◆ Selected passage:
⟨

In article <665@m3.mfci.UUCP> colwell@mfci.UUCP (Robert Colwell) writes:
......
>I hope you mean that there will be some micro somewhere in a system
>that achieves a higher throughput on a scalar program, because anything
>else doesn't count.  And there, I further predict that said micro,
>having achieved this feat, will then have trouble on one of two other
>counts -- having enough physical memory present to handle the same
>size jobs that people want, having enough flops to not be embarrassing
>on more vectorizable codes, and having enough I/O to support all of the
>above without making the user smash the keyboard in frustration.  And
>all of that at workstation prices.  If you go higher in the cost space,
>then your one-chip solution must start competing with multi-chip solutions
>that have much more flexibility in their implementation.  And as I've
>argued before, they don't pay all that much a penalty for it either, 
>because systems at these performance levels put most of the implementation
>dollars into memory and I/O, not CPU.

I agree 100% with Robert on the issue of building balanced systems:
it's important.  I also don't expect widely-available workstations
to give supers or minisupers a hard time any tiome soon.  [Why?  WHen you
look at the tradeoffs you tend to make for the volume workstations,
you tend to limit them in terms of memory size, I/O, and expandability.
Of course, one's idea of workstation certainly goes up over the years.]
Workstations are not small servers/minicomputers, which are
not large servers/big superminis/small mainframes, which are not
big mainframes or mini-supers, which are not supercomputers.

On the other hand, you can take the same chips that you might use in
a very unbalanced workstation [i.e., lots of CPU, and less I/O],
and build fairly powerful, balanced machines with the same technology,
and save a tremendous amount of moeny across a product line,
even though, in the largest machines, the CPU chips themselves are
basically almost free. In the small machines, you may well waste CPU
power to lower cost, and not have smart peripheral controllers, etc.
In the bigger ones, you may have multiple CPUs, smart controllers,
high-powered backplanes, etc, etc.  A good example that can be seen right
now is the way DEC uses it CMOS VAX chips in different configurations,
and I have to believe that it really helps their overall product line costs.

The second issue is a more subtle one, which is, that as the volume goes
up, the unit costs go down, and this can be seen in the I/O area as
well.  In particular, cheap things that you wished would exist don't
come into being until the systems that want them make sense.
Let me give a few examples, observing first, that in the Old Days,
if you built computers, it meant you built everything yourself,
CPUs, memories, disks, tapes, etc, etc, and if you couldn't do it,
you weren't in the business.  That's changed a lot; only the largest
companies can afford to, and even they do a lot of judicious outsourcing.

⟩

◆ Provided records:
⟨

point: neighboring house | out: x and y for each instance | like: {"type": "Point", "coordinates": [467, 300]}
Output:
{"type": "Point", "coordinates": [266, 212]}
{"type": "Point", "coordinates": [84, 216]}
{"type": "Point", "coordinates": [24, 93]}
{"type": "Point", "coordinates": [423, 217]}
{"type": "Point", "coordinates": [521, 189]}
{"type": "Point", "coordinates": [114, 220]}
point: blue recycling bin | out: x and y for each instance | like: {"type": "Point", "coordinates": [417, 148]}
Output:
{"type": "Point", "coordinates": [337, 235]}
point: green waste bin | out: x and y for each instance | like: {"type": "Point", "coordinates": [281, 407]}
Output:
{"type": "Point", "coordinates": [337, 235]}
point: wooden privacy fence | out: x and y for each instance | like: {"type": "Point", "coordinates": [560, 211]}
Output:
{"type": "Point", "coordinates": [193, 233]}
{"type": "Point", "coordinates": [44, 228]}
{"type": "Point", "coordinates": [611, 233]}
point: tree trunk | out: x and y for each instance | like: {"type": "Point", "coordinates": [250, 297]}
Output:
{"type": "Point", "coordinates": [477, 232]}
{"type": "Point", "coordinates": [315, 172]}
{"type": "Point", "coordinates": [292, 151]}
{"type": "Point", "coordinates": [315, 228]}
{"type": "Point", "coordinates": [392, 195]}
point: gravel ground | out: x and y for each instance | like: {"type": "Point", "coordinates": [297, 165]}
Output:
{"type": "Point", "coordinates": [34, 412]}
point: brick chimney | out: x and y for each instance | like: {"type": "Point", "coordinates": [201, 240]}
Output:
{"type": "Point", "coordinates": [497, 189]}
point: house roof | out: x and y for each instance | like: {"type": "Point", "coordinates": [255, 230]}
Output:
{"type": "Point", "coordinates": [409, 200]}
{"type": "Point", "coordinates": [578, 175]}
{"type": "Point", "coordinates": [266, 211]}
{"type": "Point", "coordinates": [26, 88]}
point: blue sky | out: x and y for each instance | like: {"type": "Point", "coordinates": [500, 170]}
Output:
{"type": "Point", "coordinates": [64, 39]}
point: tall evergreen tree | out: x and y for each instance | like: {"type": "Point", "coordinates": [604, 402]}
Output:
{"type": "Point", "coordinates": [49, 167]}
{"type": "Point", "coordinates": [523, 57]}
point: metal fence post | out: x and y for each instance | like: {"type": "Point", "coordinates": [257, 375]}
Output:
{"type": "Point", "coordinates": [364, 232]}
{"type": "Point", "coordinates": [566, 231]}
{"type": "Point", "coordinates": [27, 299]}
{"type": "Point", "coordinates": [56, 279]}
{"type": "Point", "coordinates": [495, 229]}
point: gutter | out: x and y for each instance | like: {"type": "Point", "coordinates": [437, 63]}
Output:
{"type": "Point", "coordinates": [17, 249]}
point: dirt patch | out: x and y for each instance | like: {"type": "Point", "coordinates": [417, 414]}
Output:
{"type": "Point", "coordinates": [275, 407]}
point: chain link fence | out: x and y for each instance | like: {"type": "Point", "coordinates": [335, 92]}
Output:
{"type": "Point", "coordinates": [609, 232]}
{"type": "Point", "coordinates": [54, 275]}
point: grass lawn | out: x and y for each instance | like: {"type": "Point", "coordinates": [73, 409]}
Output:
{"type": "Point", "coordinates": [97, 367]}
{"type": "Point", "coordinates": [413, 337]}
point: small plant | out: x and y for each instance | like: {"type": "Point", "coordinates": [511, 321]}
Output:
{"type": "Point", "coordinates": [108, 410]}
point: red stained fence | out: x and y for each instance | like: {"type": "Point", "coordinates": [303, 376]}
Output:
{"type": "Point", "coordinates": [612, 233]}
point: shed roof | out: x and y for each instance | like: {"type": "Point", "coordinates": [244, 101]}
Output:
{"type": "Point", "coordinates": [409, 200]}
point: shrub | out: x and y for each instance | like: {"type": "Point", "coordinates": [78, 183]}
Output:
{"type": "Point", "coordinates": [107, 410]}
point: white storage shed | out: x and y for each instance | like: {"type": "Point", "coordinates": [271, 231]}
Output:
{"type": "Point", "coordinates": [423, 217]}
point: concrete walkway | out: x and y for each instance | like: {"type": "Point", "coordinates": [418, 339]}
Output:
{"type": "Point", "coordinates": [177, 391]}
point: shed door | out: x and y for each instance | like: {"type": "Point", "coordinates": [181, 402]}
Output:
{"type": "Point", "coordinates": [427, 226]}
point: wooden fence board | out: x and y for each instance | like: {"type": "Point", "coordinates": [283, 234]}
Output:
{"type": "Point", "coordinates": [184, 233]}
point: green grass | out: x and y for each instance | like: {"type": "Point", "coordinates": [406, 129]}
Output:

⟩

◆ Request: Resume the post about balanced computer systems from the point where it stops. The items have nothing to do with the post about balanced computer systems.

◆ Exercise answer:
Now, you can put together some pretty good machines by integrating
a lot of other people's work:
	a) Remember when having an Ethernet controller meant you had a
	good-sized board full of logic?  If the only systems that wanted
	Ethernet were large superminis, you might not have LANCE chips
	at reasonable costs.  [Why would anybody bother to build them if
	there weren't going to be volume?]
	b) SCSI controllers: same thing.
	c) Very fast 5 1/4" (or 3 1/2") disks: why would you want these
	if all you had were mainframes [which want huge fast disks],
	or PCs [which started wanting small cheap disks].  On the other
	hand, with workstations and fast supermicros, you can get real
	use from these things, which raises the volume, which drops the
	price, and makes it worth investing the effort to make them faster.
	The best of these compete well with ESMDs on some speed metrics,
	and now people are looking real hard at building big, fast, cheap,
	disk substystems out of arrays of these (like the UCB work,
	as just one example).
	d) High-speed controller boards: people like Interphase build some
	pretty fast controller boards.  Who uses them?  People who have
		1) fast CPUs
		2) nonproprietary I/O busses
	People who have slow CPUs naturally choose lower-performance
	controllers.  People who have proprietary I/O busses spend a lot
	of money building their I/O systems (and sometimes, necessarily so
	to get performance they want, or, perhaps, redundancy or other
	special functionality.).  But look what happens when you
	get cheap, fast CPUs in systems that use industry busses.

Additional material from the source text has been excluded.